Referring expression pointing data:
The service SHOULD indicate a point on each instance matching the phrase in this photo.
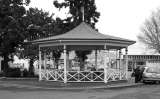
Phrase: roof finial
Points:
(82, 9)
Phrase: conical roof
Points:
(82, 31)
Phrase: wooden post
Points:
(45, 61)
(120, 62)
(105, 65)
(96, 60)
(65, 67)
(126, 63)
(39, 65)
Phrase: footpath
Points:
(33, 84)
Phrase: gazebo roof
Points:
(82, 31)
(82, 35)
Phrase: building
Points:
(142, 61)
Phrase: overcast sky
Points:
(121, 18)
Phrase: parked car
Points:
(151, 74)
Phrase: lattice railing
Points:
(116, 75)
(83, 76)
(52, 75)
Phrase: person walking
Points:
(137, 74)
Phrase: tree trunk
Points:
(5, 66)
(31, 68)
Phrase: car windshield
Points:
(153, 70)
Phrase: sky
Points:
(120, 18)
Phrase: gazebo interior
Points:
(84, 38)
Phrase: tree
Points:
(40, 24)
(75, 18)
(12, 28)
(150, 32)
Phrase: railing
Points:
(52, 75)
(83, 76)
(115, 75)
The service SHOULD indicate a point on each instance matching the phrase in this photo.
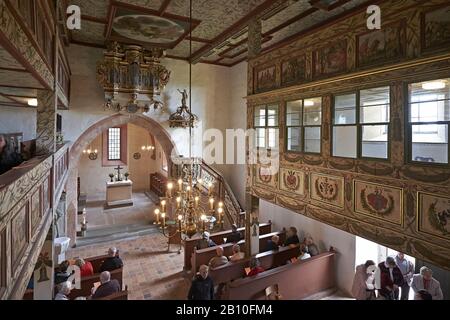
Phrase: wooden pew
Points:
(269, 259)
(296, 281)
(203, 256)
(87, 283)
(217, 237)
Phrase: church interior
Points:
(224, 150)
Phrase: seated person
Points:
(304, 254)
(292, 237)
(205, 242)
(255, 267)
(86, 268)
(61, 274)
(64, 291)
(107, 286)
(237, 254)
(273, 243)
(235, 235)
(311, 247)
(9, 158)
(113, 262)
(219, 259)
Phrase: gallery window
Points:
(429, 120)
(361, 124)
(265, 124)
(115, 146)
(303, 125)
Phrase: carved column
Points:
(46, 122)
(254, 38)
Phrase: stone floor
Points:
(149, 271)
(97, 216)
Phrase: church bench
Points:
(190, 244)
(203, 256)
(269, 260)
(295, 281)
(87, 283)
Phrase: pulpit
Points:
(119, 193)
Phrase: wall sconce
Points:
(92, 154)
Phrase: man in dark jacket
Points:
(292, 237)
(202, 287)
(113, 262)
(235, 235)
(391, 278)
(107, 287)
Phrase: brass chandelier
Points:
(184, 207)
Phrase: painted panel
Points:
(330, 60)
(381, 46)
(379, 201)
(265, 79)
(436, 29)
(293, 70)
(264, 176)
(292, 181)
(433, 215)
(19, 236)
(328, 189)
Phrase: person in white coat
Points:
(425, 281)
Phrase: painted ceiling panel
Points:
(18, 78)
(7, 61)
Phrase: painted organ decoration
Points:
(132, 78)
(379, 201)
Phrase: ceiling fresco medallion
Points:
(145, 28)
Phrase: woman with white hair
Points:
(64, 291)
(425, 281)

TASK BRIEF -> Wherever the string "gazebo" appears in the data above, report the whole line.

TASK RESPONSE ->
Phrase: gazebo roof
Phrase: gazebo interior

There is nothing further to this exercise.